Task instructions:
Copy out every line in the rows below that contains the string "pedestal". Case counts.

Dataset rows:
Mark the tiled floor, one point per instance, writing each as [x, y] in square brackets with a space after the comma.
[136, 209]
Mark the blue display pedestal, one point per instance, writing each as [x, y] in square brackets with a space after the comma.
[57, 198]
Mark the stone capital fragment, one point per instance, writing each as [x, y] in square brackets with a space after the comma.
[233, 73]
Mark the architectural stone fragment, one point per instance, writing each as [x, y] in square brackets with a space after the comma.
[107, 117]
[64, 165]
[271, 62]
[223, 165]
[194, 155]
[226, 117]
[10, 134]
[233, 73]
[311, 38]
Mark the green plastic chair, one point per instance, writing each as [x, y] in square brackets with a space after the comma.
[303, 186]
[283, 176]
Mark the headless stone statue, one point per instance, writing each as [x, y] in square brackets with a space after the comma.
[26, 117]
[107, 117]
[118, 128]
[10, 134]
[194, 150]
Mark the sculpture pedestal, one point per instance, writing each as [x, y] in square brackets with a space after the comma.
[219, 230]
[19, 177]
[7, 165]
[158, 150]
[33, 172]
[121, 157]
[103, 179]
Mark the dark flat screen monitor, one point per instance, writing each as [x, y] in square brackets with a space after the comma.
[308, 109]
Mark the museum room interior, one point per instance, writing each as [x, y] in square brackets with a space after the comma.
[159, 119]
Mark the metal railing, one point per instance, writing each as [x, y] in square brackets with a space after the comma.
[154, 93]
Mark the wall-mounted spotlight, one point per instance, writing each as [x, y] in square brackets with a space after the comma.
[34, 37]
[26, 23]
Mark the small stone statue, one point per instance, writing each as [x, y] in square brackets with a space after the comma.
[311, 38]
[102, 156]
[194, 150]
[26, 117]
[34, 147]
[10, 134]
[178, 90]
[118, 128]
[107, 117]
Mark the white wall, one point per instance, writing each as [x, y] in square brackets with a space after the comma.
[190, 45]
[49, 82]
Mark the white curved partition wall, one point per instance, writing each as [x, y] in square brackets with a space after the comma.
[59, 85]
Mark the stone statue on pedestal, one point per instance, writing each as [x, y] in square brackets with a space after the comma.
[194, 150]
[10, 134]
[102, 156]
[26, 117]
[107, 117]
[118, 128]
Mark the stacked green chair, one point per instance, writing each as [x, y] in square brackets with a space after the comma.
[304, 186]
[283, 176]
* * *
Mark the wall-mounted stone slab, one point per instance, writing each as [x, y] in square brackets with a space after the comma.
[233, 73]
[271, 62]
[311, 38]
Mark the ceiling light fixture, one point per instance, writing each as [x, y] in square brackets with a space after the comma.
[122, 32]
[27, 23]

Output of the exercise:
Mark the blue display pedestal, one point per instance, writing each as [x, y] in square brackets with a space after the comma.
Mark the sculpture pedestal, one point per instance, writing each as [x, y] in square brackets with a space after the comma.
Mark the stone statue on pedestal, one point per instance, writing each as [x, y] in square brackets with a space after the comma.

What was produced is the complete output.